Records from a collection:
******

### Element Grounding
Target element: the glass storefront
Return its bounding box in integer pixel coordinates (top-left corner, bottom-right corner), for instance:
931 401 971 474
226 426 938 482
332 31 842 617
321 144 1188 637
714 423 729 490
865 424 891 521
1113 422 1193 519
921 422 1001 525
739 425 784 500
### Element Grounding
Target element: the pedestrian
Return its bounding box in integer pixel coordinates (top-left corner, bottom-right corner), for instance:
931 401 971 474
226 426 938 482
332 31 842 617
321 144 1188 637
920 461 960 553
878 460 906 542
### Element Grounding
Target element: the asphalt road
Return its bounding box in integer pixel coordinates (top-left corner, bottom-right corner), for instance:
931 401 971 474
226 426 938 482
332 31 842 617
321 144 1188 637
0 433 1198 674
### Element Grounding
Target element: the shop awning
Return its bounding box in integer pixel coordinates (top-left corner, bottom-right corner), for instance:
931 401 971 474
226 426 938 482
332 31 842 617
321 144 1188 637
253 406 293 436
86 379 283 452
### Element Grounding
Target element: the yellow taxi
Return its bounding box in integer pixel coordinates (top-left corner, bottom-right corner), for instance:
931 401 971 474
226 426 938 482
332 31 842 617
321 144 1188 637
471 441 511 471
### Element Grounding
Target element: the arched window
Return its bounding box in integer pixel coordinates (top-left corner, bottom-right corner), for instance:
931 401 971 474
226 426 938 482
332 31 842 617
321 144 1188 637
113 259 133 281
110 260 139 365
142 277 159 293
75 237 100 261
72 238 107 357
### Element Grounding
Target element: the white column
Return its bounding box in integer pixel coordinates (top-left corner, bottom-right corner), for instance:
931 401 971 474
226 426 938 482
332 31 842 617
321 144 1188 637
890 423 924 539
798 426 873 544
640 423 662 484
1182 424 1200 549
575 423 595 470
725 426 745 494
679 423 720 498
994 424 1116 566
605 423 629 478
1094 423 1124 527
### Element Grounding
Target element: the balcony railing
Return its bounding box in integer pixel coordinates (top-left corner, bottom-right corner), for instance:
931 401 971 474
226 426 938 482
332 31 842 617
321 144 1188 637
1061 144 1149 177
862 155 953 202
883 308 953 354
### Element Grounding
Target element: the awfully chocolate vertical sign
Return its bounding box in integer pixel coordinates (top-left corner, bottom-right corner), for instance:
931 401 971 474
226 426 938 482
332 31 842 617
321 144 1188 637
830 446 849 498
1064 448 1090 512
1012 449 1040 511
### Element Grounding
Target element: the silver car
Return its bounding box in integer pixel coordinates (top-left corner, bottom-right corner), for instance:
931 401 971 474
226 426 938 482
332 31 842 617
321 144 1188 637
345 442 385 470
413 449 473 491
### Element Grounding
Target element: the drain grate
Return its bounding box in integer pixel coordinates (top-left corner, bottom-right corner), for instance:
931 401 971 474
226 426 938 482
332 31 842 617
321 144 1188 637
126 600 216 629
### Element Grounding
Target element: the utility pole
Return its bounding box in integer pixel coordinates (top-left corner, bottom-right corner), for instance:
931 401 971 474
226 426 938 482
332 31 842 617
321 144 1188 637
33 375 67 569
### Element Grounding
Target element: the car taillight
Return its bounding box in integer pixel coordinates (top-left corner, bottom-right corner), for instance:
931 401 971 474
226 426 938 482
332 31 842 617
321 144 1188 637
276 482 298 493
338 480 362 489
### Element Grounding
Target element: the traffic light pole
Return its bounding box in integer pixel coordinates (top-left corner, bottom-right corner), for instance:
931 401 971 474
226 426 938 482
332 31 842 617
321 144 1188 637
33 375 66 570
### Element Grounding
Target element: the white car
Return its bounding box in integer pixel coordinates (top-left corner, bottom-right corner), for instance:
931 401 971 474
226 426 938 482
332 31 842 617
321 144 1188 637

******

REQUIRED WORK: Your response should consist of the data above, duplicated exactly.

WRITTEN RESPONSE:
### Element Grounding
Target element: the glass storefront
Return its bounding box in integer pixel coordinates (top-left corner, bottom-right corner), for instance:
931 401 971 474
226 426 938 482
332 31 842 617
321 144 1188 637
714 423 729 490
865 424 891 521
1113 422 1193 519
921 422 1001 525
739 425 784 500
### Element Grounding
Target element: the pedestrian
Return its bounding box in integer pixel coordinates (top-left corner, bottom-right corner), for instance:
931 401 971 474
226 426 938 482
332 31 842 617
321 144 1188 637
920 461 960 553
878 460 906 542
### Element Grounding
Target element: the asphalt road
Return its bounding box in integer pixel coordinates (top-left corner, bottom-right corner), for instance:
931 401 971 474
226 426 938 482
332 31 842 617
321 144 1188 637
0 433 1198 674
### Element Grounding
Target element: the shop awning
Return its bounding box in integer pixel coordinates (top-left corner, bottom-right corner), for instance:
931 401 971 474
226 426 938 482
332 31 842 617
321 144 1188 637
253 406 293 436
86 379 283 452
### Element Grounding
Target element: the yellow taxi
Return its bounding box in integer pixel coordinates (top-left corner, bottom-right corner), for instance:
931 401 971 474
226 426 938 482
332 31 842 617
321 144 1188 637
471 441 511 471
### Element Grounding
Target element: the arched window
Return its bounding box in integer pixel coordinates (top-left corner, bottom-right corner), for instance:
931 401 971 474
226 426 938 482
332 31 842 617
321 144 1188 637
113 259 133 281
110 260 139 365
142 277 159 293
75 237 100 261
72 238 107 357
### Element Grounding
Target element: the white column
Return its bounding box in integer pixel coordinates (top-left corner, bottom-right corner), for instance:
931 401 971 474
226 426 938 482
332 31 842 617
321 144 1188 637
890 423 924 539
798 426 873 544
640 423 662 484
1182 424 1200 549
575 423 595 470
725 426 745 494
679 423 720 498
994 424 1116 566
605 423 629 478
1094 423 1124 527
### Element Grounding
Target element: the balcony railing
Return its bounding box in integer pixel coordinates (top-left corner, bottom-right corner), for instance:
931 401 971 474
226 426 938 482
332 31 842 617
321 144 1188 637
1061 144 1149 177
862 155 953 202
883 308 953 354
### Element Grounding
Target element: the awfully chocolate vertical sign
Return its bounding box in integer pixel coordinates (top-left corner, bottom-right corner), for instance:
931 401 971 474
226 426 938 482
332 31 842 617
321 144 1188 637
830 446 849 498
1064 448 1090 512
1012 449 1040 511
### Element Grounding
Target element: the silver car
Return its bounding box in integer pixel coordinates (top-left corner, bottom-right corner), for instance:
931 401 971 474
226 426 938 482
332 31 842 617
321 144 1188 637
345 442 385 470
413 449 473 491
### Element Grounding
Target element: the drain grate
Return its bounding box in integer pixel coordinates (top-left corner, bottom-right corner), for instance:
931 401 971 474
226 426 938 482
332 31 842 617
321 144 1188 637
126 600 216 629
### Element Grounding
Target element: the utility pole
Return its bounding box in integer pixel coordinates (top-left corner, bottom-right corner), for instance:
931 401 971 474
226 426 938 482
332 31 842 617
321 144 1188 637
33 375 67 569
### Element Grounding
Target element: the car taillight
Return its bounding box in integer pixel coordinates (top-left corner, bottom-right corner), for instance:
931 401 971 474
226 426 938 482
332 31 842 617
321 144 1188 637
276 482 298 493
338 480 362 489
### Element Grounding
Target element: the traffic light pole
Return its bounding box in integer pixel coordinates (top-left corner, bottom-right corner), for instance:
931 401 971 474
226 426 938 482
332 31 842 617
321 144 1188 637
33 375 66 570
### Element Grounding
Target element: the white car
Return its bounding box in integer pixel coordinates (top-left corner, bottom-right corner), for instance:
931 401 971 474
226 426 938 482
332 31 842 617
321 144 1188 637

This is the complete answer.